→ WHAT YOU WILL DO:
[1] Answer these questions from the snail control thread:
(a) What size is the first poster's tank?
(b) What does Ed Seeley suggest instead of adding a fish?
(c) How often does nry now feed the fish?
[2] From the snail control thread, extract the stretch from "easiest way as" through "nry (26 Mar 2008)", copying it word for word.

*** EXCERPTED TEXT ***

# snail control



## davideyre (26 Mar 2008)

am looking for a fish that will eat some of my snail infestation. at the moment they seem to come back as fast as i can pull them out of the tank!

clown loaches are out, as the tank is only 125l. like some other people on the forum i have noticed that dwarf/chain loaches seem to be really expensive, not sure if that has always been the case. any suggestions apart from these two species? (sorry to all the snail lovers on this part of the forum!)

thanks


----------



## Ed Seeley (26 Mar 2008)

Lots of snails can be a sign of overfeeding.  Maybe try cutting back the food for a week or so and see if that helps?  Otherwise maybe a trap might be better than adding a fish?  Just a container with some food in that fish can't access will soon have the snails filling it overnight.


----------



## johnny70 (26 Mar 2008)

easiest way as Eds has said is cut down your feeding, this is a major factor in snail populations exploding out of control, dwarf chain loaches are fab for getting the others that just wont die

JOHNNY


----------



## nry (26 Mar 2008)

What they said.  I now feed my fish once per day, missing 1-2 nights per week.  Snails are still here but way way less than when I fed twice daily.  Also keep on top of any decaying plant matter etc, this is simply food for snails.


----------

*** DATASET ROWS ***

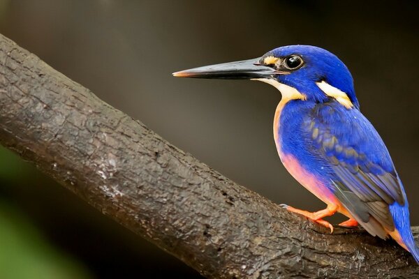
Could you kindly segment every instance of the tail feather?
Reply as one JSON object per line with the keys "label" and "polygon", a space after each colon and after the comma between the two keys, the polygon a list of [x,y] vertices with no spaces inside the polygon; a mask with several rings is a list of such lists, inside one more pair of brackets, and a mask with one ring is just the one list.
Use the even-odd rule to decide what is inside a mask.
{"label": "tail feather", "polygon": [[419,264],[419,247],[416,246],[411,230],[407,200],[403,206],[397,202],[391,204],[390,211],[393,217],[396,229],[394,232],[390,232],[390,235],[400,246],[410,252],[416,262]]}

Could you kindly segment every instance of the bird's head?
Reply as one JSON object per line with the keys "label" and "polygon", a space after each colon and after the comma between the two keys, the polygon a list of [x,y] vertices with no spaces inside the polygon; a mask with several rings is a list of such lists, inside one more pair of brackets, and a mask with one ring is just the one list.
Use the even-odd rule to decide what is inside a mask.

***
*** DATASET ROWS ***

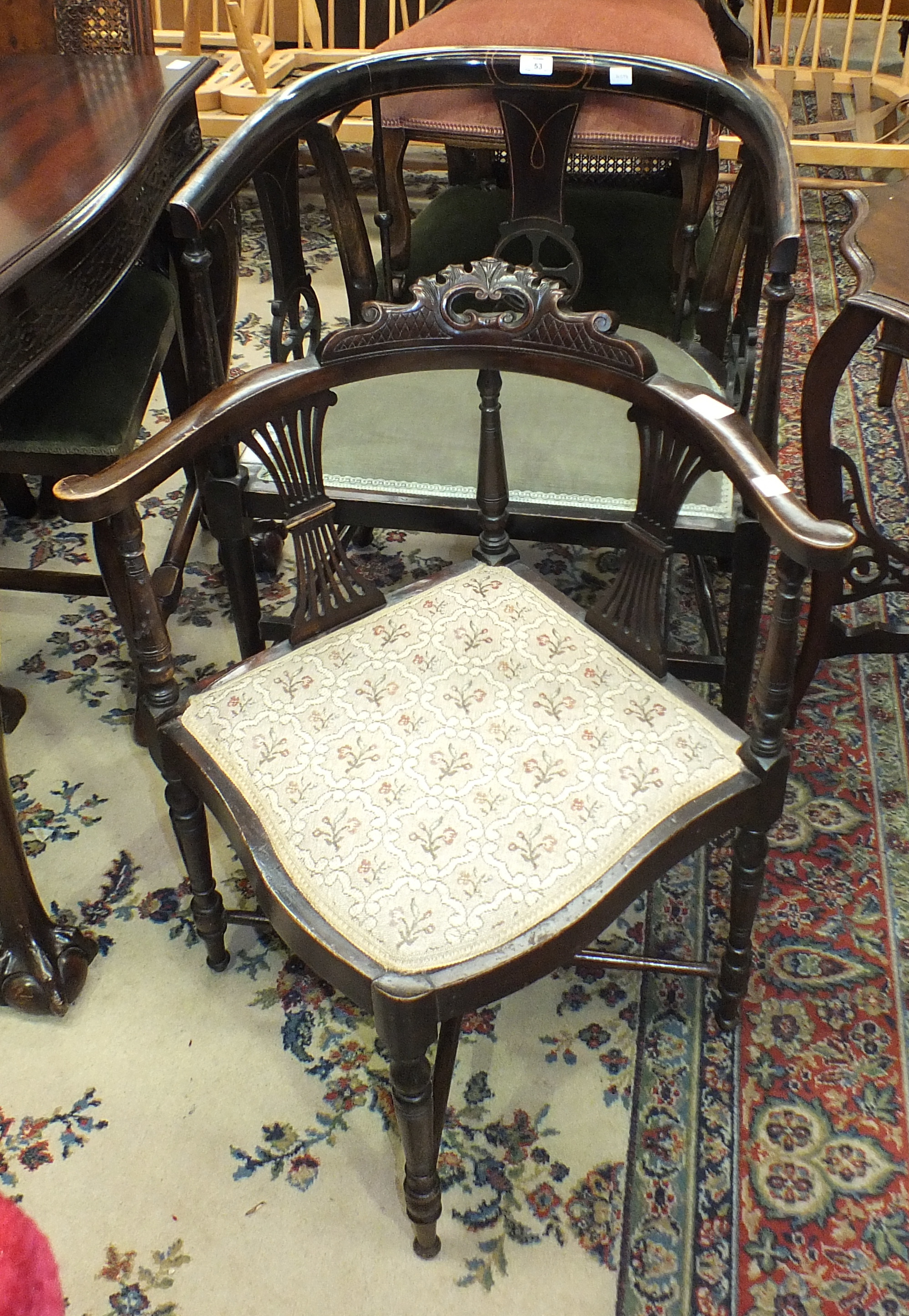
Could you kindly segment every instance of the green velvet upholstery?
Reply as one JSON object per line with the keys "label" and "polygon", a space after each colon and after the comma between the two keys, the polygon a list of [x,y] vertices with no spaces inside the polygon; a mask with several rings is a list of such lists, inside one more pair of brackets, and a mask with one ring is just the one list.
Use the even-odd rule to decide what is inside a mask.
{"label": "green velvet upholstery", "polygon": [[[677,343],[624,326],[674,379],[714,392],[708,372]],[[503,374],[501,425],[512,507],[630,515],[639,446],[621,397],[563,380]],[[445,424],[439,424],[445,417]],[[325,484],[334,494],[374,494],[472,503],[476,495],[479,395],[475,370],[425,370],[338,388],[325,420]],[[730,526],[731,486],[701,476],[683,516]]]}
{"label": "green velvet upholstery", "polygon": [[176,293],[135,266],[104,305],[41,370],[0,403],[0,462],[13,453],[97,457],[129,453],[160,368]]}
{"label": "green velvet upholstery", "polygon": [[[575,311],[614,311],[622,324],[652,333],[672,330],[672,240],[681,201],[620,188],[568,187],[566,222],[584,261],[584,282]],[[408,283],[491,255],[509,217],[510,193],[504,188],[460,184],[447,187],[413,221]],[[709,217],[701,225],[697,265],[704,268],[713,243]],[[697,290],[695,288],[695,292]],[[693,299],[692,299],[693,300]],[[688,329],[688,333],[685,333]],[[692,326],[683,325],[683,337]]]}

***

→ ANSWERS FOR THE EXERCISE:
[1]
(a) 125l.
(b) A trap: a container with some food in it that fish can't access.
(c) Once per day, missing 1-2 nights per week.

[2]
easiest way as Eds has said is cut down your feeding, this is a major factor in snail populations exploding out of control, dwarf chain loaches are fab for getting the others that just wont die

JOHNNY


----------



## nry (26 Mar 2008)